### RECORD EXCERPTS ###

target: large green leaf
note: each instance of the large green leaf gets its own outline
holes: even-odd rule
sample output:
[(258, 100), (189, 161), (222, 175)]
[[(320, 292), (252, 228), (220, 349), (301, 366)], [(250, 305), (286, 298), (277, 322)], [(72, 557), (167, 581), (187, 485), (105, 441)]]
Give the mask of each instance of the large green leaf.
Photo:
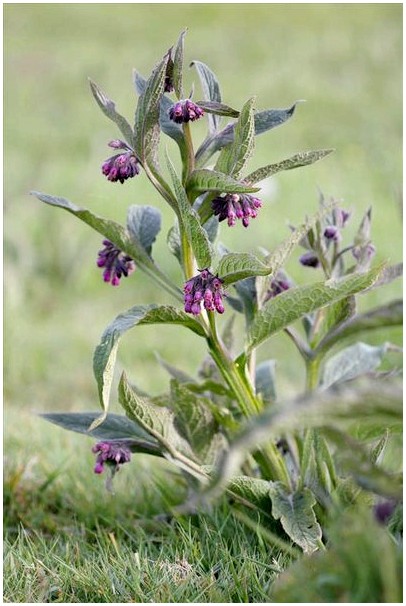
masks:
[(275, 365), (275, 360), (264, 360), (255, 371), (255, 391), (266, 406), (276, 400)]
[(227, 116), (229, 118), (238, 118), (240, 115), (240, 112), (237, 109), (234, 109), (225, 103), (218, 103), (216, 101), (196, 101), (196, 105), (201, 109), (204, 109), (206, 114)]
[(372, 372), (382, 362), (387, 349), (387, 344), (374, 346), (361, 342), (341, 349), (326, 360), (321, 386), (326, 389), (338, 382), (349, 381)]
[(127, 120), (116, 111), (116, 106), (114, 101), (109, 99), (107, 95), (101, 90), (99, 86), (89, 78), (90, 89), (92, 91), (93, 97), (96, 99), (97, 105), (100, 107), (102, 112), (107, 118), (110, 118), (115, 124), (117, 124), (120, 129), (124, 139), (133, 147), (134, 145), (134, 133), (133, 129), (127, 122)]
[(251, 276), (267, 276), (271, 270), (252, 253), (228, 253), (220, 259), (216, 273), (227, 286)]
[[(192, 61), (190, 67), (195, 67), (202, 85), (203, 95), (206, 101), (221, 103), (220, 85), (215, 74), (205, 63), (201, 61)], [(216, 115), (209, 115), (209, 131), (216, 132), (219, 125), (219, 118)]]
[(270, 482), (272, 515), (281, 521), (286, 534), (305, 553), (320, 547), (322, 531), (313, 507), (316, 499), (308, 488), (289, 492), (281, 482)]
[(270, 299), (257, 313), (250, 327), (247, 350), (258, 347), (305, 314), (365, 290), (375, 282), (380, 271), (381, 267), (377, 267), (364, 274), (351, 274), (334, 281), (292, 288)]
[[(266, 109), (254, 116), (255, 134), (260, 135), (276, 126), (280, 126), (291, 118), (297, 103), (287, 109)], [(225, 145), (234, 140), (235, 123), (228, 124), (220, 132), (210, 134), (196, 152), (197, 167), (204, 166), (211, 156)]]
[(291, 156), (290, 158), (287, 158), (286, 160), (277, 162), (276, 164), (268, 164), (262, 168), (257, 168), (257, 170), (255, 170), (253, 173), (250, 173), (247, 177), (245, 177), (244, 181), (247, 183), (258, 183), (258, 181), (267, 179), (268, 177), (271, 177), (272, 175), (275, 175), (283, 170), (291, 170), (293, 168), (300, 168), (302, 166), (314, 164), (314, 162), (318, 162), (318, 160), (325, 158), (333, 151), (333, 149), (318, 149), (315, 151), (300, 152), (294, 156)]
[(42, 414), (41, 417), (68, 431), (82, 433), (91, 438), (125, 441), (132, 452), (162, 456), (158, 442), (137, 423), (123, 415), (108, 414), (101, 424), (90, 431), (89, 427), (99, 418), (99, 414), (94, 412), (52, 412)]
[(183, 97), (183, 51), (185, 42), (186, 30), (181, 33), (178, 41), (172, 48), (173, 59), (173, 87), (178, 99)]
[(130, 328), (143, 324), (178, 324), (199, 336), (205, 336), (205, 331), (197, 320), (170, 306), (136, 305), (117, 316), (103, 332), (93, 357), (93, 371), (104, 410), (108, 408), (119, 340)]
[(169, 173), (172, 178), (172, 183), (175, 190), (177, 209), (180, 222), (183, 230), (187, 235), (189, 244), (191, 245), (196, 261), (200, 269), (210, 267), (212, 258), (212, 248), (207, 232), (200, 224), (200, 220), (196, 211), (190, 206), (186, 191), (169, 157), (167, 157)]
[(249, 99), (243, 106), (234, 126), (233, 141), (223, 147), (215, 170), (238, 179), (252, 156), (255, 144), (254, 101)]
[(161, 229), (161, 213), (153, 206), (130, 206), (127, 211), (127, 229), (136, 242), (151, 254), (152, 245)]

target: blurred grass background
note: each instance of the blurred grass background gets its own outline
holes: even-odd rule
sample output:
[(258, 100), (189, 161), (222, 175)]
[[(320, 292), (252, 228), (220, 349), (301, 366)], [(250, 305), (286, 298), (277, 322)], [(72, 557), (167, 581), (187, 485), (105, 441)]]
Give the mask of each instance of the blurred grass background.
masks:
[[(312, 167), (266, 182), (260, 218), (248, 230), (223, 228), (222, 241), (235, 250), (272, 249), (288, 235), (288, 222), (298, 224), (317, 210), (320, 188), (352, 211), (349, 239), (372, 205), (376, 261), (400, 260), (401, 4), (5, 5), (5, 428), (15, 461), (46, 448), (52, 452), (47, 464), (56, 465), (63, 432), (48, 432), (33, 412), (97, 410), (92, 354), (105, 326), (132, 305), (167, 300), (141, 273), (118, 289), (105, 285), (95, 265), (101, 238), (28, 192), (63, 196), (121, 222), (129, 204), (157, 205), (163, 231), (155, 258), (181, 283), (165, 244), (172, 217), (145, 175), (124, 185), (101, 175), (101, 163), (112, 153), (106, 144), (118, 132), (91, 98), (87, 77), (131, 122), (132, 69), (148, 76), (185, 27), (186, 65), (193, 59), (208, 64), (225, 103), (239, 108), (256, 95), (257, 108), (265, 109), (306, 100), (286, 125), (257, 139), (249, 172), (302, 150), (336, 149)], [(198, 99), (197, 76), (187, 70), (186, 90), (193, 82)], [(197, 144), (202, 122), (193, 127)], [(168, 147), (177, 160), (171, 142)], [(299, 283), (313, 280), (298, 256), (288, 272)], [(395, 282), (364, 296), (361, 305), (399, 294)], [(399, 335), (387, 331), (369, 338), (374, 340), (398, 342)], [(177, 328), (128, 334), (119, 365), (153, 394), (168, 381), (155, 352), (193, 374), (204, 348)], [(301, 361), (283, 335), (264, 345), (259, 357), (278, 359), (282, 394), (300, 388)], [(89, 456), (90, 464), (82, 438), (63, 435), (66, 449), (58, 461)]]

###
### RECORD EXCERPTS ###

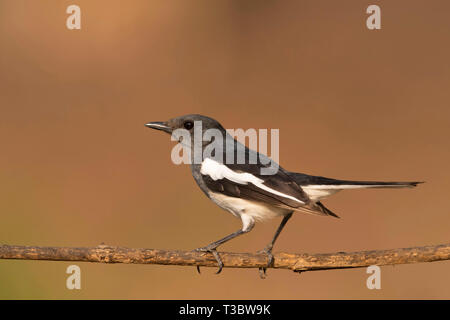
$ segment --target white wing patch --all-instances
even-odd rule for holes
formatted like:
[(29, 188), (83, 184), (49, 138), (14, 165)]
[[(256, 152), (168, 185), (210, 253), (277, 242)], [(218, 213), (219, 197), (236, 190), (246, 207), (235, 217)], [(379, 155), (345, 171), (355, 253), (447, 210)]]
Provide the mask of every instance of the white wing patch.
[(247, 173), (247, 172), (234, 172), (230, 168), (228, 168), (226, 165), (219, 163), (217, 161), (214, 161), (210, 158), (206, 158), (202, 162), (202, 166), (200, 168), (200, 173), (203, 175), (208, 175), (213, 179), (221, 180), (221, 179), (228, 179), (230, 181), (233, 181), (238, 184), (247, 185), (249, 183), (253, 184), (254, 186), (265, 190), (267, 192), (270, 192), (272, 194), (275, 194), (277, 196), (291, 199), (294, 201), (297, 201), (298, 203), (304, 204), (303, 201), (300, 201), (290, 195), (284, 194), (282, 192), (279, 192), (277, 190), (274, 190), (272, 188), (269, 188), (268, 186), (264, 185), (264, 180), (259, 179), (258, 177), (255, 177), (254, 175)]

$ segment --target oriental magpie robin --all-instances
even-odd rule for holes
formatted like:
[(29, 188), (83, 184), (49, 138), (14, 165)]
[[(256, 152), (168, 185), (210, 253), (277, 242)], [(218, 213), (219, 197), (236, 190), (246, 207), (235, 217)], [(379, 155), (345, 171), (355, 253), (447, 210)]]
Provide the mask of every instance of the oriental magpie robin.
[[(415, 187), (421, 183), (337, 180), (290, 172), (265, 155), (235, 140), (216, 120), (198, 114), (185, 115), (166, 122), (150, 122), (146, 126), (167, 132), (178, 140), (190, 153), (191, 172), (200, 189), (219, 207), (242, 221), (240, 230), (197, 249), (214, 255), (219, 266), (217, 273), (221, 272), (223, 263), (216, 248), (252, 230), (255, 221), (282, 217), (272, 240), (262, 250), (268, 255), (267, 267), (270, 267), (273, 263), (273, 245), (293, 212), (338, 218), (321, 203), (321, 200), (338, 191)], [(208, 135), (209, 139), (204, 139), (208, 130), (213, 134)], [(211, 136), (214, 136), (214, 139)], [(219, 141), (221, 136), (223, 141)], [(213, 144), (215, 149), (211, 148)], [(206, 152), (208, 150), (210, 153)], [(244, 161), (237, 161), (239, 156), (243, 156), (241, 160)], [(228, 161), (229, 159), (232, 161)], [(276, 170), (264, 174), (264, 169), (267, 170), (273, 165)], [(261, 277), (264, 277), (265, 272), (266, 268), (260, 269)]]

###
### RECORD EXCERPTS ###

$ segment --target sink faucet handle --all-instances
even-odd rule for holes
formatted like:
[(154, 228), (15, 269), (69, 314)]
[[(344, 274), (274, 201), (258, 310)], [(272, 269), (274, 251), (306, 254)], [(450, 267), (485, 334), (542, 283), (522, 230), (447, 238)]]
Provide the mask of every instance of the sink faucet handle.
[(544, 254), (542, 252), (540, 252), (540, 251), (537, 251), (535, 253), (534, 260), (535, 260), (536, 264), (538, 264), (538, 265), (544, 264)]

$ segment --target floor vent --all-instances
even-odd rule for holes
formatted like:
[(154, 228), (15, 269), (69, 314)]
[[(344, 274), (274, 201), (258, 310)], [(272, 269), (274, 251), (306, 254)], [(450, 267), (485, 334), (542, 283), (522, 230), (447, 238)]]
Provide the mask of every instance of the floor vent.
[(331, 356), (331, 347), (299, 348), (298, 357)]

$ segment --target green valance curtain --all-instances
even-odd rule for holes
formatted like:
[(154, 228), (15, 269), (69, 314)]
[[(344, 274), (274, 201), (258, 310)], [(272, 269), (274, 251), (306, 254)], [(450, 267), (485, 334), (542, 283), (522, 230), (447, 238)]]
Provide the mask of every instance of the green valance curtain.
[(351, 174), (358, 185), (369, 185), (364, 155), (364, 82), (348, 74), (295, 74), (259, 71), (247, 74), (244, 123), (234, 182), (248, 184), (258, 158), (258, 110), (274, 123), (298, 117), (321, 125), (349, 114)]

###

▶ _WHAT THE TASK REQUIRES_
The answer must consist of every line from the data that holds the string "each".

▶ _TASK OUTPUT_
note: each instance of the large green leaf gets its own outline
Give the mask of each instance of the large green leaf.
note: each instance of the blurred grass background gets its own outline
Give the mask of each instance of the blurred grass background.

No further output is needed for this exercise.